**Work order:**
Using the news post below on President Obama's outreach and the House Democrats' budget, answer these questions:
1. With which two groups did President Obama meet on Capitol Hill this week?
2. Which conversations worry Republican leadership?
3. What rate would apply to the bracket of $1 billion and over under the proposal from Rep. Jan Schakowsky?

**Text for analysis:**
======
News Staff posted on March 14, 2013 12:49
President Obama continued his outreach efforts on Capitol Hill this week with stops to meet personally with House of Representatives and Senate Republicans. However, Republicans intend to hold fast to their strategy of using the debt-limit increase this summer to force the president to cut entitlement programs such as Medicare and Medicaid.
Many Republicans view Obama’s outreach as primarily a defensive media strategy designed to brandish his bipartisan bona fides after his failed campaign to undo across-the-board spending cuts preceded skinning approval numbers. The only conversations that worry Republican leadership, however, are those occurring with moderate Senate Republicans. History has proven that there is little chance that Obama and House Republicans can strike a deal.
Meanwhile, House Democrats unveiled a fiscal 2014 budget proposal that aides say would increase revenues by more than $5.4 trillion over 10 years by creating additional tax brackets for the wealthy.
The plan adopts a proposal from Rep. Jan Schakowsky (D-Ill.) that would create five additional brackets: $1 million-$10 million – 45 percent; $10 million-$20 million – 46 percent; $20 million-$100 million – 47 percent; $100 million-$1 billion – 48 percent; and $1 billion and over – 49 percent.
======
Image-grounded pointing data

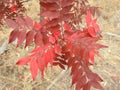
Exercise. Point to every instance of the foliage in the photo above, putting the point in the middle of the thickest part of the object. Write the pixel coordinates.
(60, 40)
(10, 9)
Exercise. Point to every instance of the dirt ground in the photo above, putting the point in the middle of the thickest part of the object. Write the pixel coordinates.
(14, 77)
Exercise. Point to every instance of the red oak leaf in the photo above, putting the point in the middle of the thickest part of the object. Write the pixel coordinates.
(88, 18)
(13, 8)
(37, 26)
(34, 68)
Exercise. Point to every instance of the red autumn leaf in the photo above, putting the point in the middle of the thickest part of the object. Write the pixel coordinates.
(13, 8)
(88, 18)
(38, 39)
(92, 53)
(57, 48)
(67, 27)
(50, 14)
(21, 37)
(91, 31)
(13, 35)
(11, 23)
(20, 21)
(96, 85)
(23, 61)
(37, 26)
(41, 66)
(51, 39)
(34, 68)
(29, 22)
(29, 38)
(56, 34)
(49, 6)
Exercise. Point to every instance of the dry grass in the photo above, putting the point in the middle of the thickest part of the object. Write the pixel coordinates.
(13, 77)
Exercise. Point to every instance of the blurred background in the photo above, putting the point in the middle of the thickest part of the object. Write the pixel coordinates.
(14, 77)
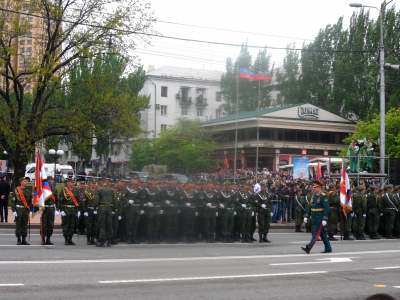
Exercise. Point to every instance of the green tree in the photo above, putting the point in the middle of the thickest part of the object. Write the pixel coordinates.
(371, 129)
(71, 30)
(186, 148)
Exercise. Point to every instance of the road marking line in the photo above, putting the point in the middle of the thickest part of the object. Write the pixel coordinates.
(211, 277)
(384, 268)
(189, 258)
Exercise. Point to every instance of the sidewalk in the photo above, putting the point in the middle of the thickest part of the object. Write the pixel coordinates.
(35, 223)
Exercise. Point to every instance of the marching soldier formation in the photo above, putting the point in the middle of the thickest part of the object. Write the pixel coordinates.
(155, 211)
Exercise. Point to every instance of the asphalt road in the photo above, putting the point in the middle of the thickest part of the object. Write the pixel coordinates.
(279, 270)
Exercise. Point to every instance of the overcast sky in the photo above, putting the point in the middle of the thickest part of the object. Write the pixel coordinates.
(259, 22)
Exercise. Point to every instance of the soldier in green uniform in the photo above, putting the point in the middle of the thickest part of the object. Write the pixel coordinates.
(389, 206)
(153, 204)
(226, 210)
(81, 222)
(319, 213)
(374, 210)
(307, 199)
(49, 212)
(171, 211)
(263, 202)
(334, 210)
(360, 211)
(299, 209)
(90, 208)
(396, 195)
(132, 205)
(246, 210)
(70, 207)
(105, 197)
(21, 206)
(210, 204)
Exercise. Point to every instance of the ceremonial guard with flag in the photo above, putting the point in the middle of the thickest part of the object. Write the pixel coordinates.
(319, 212)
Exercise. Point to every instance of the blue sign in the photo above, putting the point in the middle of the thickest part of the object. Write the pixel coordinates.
(300, 168)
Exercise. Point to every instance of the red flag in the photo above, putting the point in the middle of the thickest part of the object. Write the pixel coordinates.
(319, 173)
(226, 163)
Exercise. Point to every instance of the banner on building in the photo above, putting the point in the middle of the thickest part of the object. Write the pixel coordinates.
(300, 168)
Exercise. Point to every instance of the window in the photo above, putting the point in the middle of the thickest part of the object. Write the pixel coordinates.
(218, 96)
(164, 91)
(163, 110)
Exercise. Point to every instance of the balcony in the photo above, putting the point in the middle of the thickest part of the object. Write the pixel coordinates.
(200, 101)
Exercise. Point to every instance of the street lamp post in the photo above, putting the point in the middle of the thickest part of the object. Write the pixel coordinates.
(56, 154)
(382, 85)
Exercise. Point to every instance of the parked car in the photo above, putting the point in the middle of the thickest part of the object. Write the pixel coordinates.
(180, 177)
(140, 175)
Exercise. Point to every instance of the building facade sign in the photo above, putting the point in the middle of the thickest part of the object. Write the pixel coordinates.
(308, 112)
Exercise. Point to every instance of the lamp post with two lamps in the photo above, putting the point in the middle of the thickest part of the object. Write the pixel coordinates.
(56, 154)
(382, 67)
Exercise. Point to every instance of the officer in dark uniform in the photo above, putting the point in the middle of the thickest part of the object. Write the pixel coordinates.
(263, 202)
(105, 197)
(90, 209)
(49, 212)
(319, 212)
(334, 209)
(21, 206)
(70, 208)
(374, 209)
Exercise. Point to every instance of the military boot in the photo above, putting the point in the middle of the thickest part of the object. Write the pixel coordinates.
(332, 238)
(48, 242)
(24, 242)
(265, 239)
(347, 237)
(261, 240)
(70, 240)
(101, 243)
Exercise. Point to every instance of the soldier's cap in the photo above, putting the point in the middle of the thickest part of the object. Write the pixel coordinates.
(316, 183)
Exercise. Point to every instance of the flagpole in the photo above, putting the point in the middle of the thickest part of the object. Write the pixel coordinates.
(237, 115)
(258, 126)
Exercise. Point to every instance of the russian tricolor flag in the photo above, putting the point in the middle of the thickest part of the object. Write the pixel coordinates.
(42, 187)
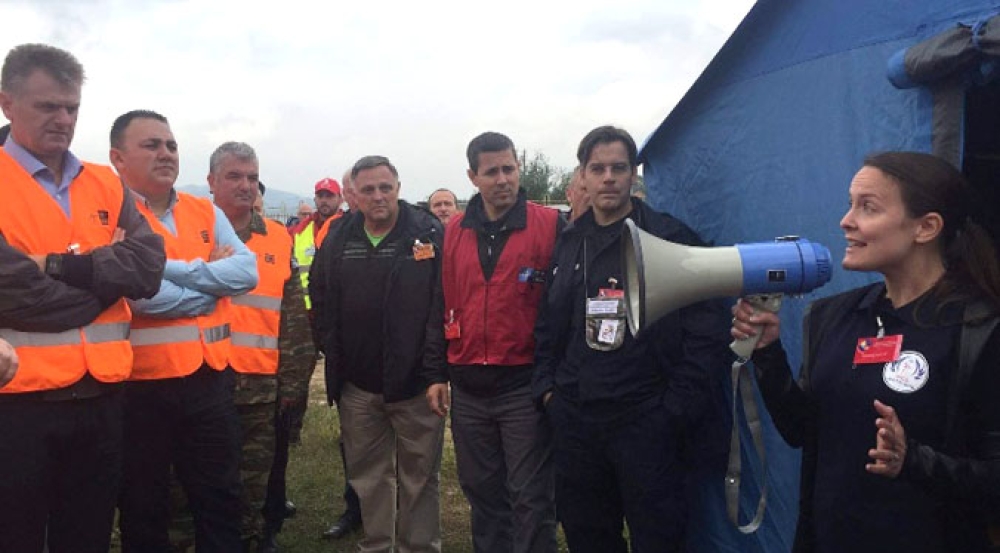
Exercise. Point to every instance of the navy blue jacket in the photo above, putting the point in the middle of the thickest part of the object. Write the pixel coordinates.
(674, 360)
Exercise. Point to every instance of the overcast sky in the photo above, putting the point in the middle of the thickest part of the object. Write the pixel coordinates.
(313, 86)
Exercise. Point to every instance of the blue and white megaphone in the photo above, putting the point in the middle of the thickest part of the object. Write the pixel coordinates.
(661, 276)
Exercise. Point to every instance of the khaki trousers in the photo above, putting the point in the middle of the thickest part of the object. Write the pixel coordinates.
(394, 462)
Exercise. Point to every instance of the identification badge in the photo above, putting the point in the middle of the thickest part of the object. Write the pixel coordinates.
(531, 275)
(422, 251)
(602, 307)
(605, 323)
(878, 350)
(452, 330)
(907, 374)
(608, 331)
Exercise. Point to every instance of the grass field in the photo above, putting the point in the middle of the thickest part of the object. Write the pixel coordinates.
(316, 483)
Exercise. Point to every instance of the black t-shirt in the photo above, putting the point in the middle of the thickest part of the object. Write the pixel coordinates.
(854, 510)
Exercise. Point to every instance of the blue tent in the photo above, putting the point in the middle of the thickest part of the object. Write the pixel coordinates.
(766, 141)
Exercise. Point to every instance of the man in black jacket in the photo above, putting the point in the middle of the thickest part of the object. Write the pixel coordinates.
(619, 406)
(376, 292)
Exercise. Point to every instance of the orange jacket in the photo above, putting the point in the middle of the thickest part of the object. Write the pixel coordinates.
(168, 348)
(256, 315)
(33, 222)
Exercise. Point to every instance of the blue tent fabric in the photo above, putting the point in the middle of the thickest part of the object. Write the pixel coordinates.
(764, 144)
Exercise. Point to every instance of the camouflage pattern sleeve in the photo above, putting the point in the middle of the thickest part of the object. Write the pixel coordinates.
(297, 354)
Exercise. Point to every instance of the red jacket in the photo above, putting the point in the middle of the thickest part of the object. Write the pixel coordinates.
(497, 317)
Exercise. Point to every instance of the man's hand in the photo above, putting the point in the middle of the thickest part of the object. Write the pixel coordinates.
(438, 397)
(8, 363)
(286, 404)
(39, 260)
(221, 252)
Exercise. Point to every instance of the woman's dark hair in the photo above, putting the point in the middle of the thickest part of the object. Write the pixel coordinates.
(929, 184)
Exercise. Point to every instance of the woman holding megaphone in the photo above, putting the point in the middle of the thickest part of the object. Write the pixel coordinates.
(897, 405)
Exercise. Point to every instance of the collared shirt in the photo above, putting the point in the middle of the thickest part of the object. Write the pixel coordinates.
(59, 191)
(191, 288)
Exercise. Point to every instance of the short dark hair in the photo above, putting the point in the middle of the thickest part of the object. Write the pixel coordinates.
(371, 162)
(25, 59)
(122, 122)
(607, 134)
(489, 141)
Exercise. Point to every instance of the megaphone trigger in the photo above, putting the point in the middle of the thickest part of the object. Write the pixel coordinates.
(744, 348)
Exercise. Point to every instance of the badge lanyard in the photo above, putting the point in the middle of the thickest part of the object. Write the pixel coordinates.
(604, 315)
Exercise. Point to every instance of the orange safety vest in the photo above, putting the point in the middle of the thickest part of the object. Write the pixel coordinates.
(256, 315)
(33, 222)
(168, 348)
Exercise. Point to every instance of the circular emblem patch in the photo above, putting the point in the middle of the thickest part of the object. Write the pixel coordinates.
(907, 374)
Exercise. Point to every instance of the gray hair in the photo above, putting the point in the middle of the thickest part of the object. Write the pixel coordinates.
(239, 150)
(371, 162)
(25, 59)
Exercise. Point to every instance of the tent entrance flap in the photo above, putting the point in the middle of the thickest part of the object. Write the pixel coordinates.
(981, 155)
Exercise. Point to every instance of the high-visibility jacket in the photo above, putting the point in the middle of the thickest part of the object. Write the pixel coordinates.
(167, 348)
(256, 315)
(33, 222)
(307, 241)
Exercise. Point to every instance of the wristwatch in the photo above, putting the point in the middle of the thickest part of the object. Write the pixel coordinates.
(53, 265)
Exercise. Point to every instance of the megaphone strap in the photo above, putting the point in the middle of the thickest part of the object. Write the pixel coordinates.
(742, 385)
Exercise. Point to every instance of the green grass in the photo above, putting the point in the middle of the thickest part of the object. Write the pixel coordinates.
(316, 483)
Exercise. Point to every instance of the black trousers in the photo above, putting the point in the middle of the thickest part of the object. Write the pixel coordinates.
(192, 424)
(277, 489)
(60, 467)
(610, 471)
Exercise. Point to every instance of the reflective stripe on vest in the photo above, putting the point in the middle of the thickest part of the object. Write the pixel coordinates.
(258, 302)
(177, 334)
(93, 334)
(258, 341)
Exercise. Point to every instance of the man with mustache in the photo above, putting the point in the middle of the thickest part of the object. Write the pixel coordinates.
(179, 409)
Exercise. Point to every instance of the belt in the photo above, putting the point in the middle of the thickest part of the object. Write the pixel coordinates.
(85, 388)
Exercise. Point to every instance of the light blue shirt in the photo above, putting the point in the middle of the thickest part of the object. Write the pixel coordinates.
(192, 288)
(59, 191)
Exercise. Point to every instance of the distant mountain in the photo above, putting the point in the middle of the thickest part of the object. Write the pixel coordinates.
(277, 203)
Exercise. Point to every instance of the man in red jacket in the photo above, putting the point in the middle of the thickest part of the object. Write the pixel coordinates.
(495, 259)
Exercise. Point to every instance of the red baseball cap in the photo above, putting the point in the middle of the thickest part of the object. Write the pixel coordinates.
(329, 185)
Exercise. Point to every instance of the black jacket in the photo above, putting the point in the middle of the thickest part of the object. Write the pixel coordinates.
(413, 304)
(674, 360)
(961, 476)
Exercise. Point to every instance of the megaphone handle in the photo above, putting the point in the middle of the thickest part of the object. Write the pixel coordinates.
(770, 302)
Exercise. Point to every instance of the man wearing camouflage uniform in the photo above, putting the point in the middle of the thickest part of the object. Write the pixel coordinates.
(272, 349)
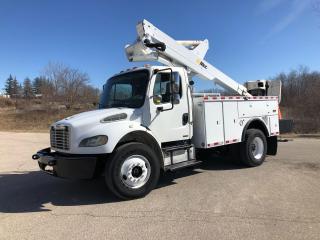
======
**Exercise answer:**
1. House of Representatives Republicans and Senate Republicans.
2. Those occurring with moderate Senate Republicans.
3. 49 percent.